AIM OF THE EXERCISE: Pull out every line of the listing that contains the word "mouth", and copy each one in full.

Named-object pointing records
::::::

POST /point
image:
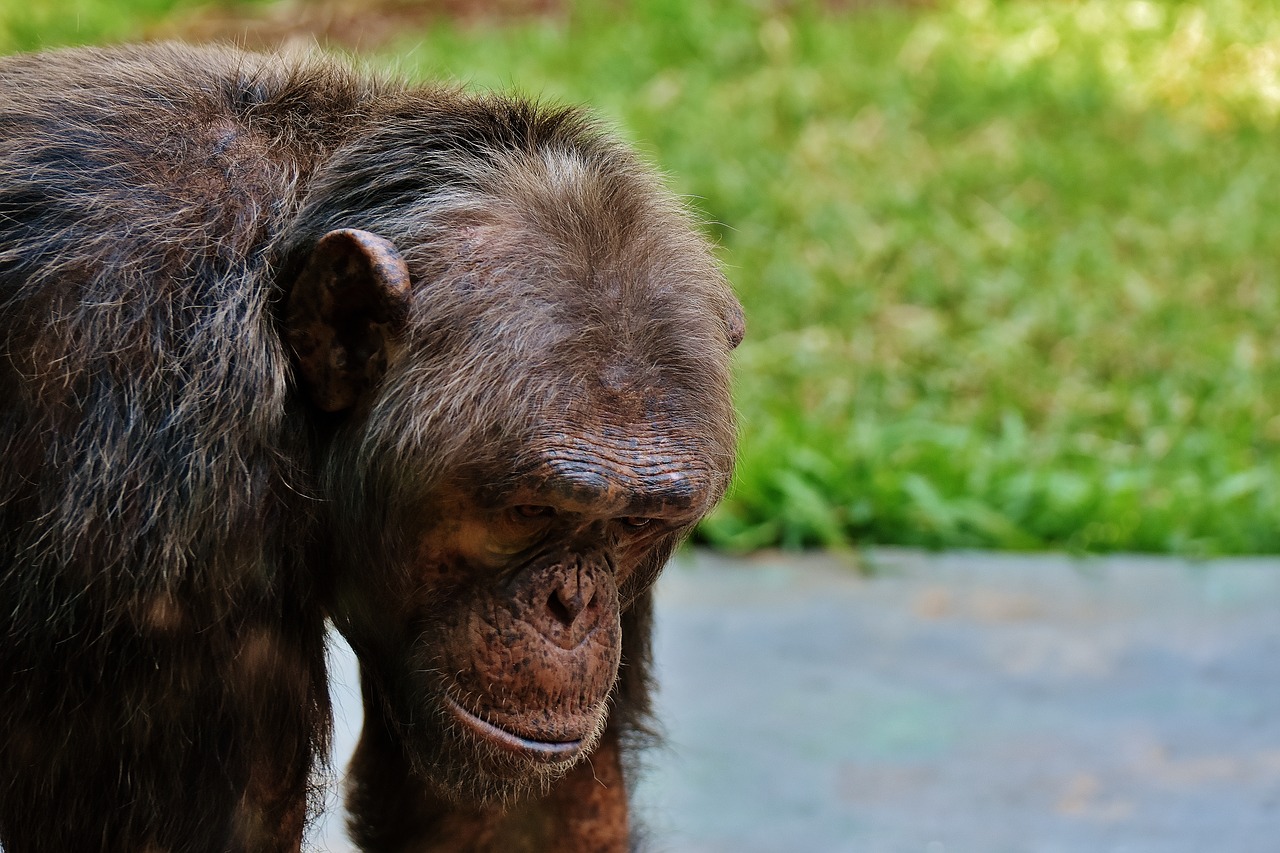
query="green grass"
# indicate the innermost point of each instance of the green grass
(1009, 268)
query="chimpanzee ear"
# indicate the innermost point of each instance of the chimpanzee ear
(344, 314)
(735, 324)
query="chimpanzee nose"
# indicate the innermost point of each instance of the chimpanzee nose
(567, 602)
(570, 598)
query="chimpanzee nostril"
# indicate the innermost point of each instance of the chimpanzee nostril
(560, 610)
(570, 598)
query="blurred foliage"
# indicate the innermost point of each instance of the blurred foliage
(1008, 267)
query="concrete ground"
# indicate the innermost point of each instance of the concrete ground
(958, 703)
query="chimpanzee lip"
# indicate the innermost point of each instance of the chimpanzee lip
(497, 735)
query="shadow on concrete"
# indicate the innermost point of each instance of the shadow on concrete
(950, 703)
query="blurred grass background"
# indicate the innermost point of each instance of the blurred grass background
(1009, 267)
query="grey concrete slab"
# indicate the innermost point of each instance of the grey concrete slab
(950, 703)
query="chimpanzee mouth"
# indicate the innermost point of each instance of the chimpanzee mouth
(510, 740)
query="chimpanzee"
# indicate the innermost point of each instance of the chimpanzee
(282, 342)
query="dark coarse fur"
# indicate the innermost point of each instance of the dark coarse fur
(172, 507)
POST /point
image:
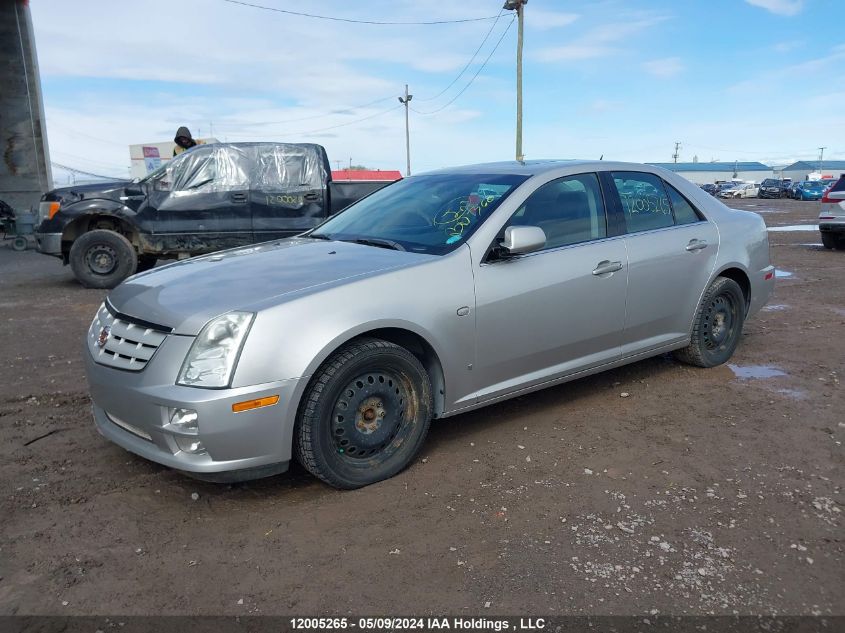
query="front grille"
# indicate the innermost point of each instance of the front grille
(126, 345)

::::::

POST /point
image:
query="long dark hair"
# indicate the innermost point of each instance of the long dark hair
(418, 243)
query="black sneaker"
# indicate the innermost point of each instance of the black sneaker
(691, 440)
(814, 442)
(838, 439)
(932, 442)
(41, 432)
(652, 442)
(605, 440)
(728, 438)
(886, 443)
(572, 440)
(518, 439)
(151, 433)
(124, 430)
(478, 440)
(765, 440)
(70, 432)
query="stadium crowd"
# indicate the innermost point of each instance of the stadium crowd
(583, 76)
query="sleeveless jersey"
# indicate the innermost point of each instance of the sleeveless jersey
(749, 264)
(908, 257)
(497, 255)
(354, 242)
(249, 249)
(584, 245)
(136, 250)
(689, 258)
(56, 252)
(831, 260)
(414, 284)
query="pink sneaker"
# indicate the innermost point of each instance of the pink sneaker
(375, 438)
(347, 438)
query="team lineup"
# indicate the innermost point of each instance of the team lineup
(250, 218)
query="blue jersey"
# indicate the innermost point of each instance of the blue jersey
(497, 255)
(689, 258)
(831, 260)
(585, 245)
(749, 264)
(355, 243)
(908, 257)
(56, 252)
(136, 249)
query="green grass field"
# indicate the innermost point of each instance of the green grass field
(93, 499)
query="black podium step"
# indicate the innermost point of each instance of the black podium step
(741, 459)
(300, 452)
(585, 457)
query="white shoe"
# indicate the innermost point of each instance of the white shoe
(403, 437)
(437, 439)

::::::

COMPLETED EXERCISE:
query="chimpanzee mouth"
# indicate the innermost point of each instance of the chimpanzee mouth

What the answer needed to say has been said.